What is expected:
How many lines in the records below contain the string "light"? Reply with the number alone.

Given entries:
** start **
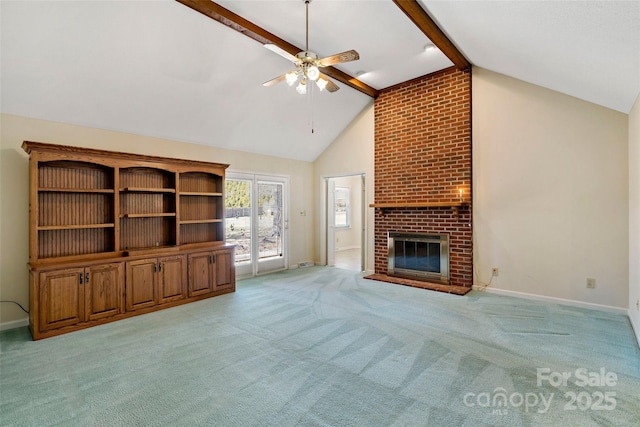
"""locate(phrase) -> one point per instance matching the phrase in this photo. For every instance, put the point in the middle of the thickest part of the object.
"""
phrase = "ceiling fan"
(308, 65)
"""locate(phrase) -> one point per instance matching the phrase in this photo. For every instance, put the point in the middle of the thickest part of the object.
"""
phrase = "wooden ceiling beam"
(423, 21)
(251, 30)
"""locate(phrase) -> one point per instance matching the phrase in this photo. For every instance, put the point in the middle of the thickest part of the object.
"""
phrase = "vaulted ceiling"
(163, 69)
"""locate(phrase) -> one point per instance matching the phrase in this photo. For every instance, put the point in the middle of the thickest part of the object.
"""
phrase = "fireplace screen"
(419, 256)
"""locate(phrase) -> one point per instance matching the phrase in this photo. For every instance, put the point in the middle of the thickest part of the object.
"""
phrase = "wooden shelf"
(200, 221)
(77, 190)
(147, 190)
(418, 205)
(148, 215)
(74, 227)
(197, 193)
(399, 205)
(129, 244)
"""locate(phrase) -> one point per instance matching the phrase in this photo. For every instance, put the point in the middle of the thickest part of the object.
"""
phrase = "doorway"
(257, 222)
(345, 222)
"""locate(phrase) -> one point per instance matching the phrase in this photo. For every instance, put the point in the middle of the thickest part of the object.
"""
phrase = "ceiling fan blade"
(338, 58)
(274, 81)
(277, 49)
(331, 86)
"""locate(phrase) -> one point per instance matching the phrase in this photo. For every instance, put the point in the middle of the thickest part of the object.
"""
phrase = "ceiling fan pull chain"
(310, 98)
(306, 46)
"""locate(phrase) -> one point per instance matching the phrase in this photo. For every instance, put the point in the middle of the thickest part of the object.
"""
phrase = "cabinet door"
(172, 273)
(200, 273)
(103, 291)
(224, 270)
(141, 289)
(61, 298)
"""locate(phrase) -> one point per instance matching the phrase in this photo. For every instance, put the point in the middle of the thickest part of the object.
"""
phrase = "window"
(342, 208)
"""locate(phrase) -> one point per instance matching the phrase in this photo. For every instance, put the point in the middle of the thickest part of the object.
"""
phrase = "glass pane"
(238, 217)
(270, 219)
(342, 207)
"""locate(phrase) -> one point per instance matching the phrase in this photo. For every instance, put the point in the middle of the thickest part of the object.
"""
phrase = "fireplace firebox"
(419, 256)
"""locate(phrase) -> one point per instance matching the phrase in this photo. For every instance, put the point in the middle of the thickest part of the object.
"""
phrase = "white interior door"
(331, 222)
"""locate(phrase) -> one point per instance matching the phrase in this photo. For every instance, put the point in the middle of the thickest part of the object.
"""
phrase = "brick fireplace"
(423, 166)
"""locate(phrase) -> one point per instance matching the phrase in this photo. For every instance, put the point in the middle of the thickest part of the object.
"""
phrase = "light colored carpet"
(324, 347)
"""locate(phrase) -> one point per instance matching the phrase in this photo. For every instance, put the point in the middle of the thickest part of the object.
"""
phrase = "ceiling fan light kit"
(308, 65)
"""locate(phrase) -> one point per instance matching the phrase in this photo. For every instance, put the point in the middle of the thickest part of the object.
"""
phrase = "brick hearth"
(423, 154)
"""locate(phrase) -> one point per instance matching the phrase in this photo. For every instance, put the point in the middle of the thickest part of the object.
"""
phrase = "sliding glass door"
(256, 222)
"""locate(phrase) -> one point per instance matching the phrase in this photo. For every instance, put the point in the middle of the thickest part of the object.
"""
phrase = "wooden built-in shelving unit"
(116, 234)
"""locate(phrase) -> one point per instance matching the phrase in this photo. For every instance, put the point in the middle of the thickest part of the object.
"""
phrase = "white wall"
(351, 153)
(550, 192)
(14, 207)
(634, 217)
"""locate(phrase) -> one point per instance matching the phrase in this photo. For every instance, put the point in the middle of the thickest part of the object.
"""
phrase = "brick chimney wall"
(423, 154)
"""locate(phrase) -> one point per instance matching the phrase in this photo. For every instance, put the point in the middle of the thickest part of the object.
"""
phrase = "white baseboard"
(635, 327)
(564, 301)
(346, 248)
(14, 324)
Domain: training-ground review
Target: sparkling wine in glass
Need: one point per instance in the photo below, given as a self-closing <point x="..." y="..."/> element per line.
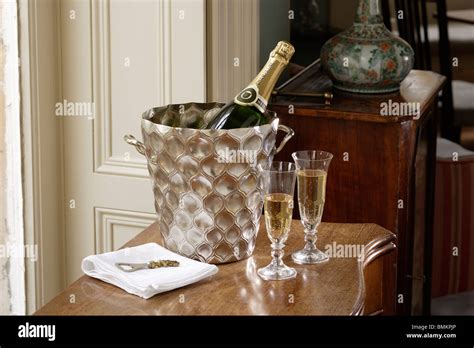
<point x="278" y="186"/>
<point x="312" y="167"/>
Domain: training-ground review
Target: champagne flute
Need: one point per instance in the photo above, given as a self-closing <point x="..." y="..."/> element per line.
<point x="312" y="168"/>
<point x="278" y="187"/>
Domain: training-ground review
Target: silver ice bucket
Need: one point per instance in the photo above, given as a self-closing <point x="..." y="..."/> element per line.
<point x="207" y="188"/>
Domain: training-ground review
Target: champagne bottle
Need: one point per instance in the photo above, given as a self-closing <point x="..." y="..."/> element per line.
<point x="248" y="107"/>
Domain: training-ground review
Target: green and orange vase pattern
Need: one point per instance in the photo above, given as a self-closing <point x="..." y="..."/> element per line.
<point x="367" y="57"/>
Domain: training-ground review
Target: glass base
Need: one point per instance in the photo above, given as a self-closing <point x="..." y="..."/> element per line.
<point x="305" y="257"/>
<point x="272" y="272"/>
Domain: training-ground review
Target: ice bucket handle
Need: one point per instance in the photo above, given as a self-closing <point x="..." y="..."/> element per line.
<point x="289" y="134"/>
<point x="131" y="140"/>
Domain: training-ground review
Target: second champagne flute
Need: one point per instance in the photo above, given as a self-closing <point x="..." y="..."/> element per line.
<point x="312" y="168"/>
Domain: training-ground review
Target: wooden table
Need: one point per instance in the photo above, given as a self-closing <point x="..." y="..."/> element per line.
<point x="383" y="166"/>
<point x="341" y="286"/>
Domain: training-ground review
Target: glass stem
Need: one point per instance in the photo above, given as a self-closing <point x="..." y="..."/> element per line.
<point x="310" y="239"/>
<point x="277" y="254"/>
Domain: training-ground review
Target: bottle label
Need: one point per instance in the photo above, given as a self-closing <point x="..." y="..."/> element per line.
<point x="250" y="97"/>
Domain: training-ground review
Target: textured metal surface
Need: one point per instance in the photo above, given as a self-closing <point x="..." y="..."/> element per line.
<point x="208" y="205"/>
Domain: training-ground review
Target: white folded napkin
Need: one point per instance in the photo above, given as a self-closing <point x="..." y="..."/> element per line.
<point x="148" y="282"/>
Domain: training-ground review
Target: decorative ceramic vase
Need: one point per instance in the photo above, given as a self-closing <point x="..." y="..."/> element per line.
<point x="367" y="57"/>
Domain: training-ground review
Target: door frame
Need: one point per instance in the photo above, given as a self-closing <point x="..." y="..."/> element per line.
<point x="42" y="151"/>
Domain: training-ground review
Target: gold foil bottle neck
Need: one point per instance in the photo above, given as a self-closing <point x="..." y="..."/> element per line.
<point x="283" y="49"/>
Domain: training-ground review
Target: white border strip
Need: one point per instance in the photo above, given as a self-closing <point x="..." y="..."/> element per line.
<point x="14" y="194"/>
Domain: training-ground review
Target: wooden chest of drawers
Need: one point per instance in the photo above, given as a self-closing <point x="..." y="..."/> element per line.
<point x="383" y="167"/>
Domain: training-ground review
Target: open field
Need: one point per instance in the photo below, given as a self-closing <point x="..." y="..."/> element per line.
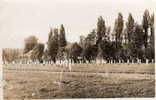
<point x="84" y="81"/>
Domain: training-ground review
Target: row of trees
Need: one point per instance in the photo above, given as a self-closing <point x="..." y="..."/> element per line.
<point x="122" y="43"/>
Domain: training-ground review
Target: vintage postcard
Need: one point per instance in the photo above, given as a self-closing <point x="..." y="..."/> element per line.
<point x="67" y="49"/>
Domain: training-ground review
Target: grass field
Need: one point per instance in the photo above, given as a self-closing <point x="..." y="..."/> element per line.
<point x="84" y="81"/>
** end **
Correct response:
2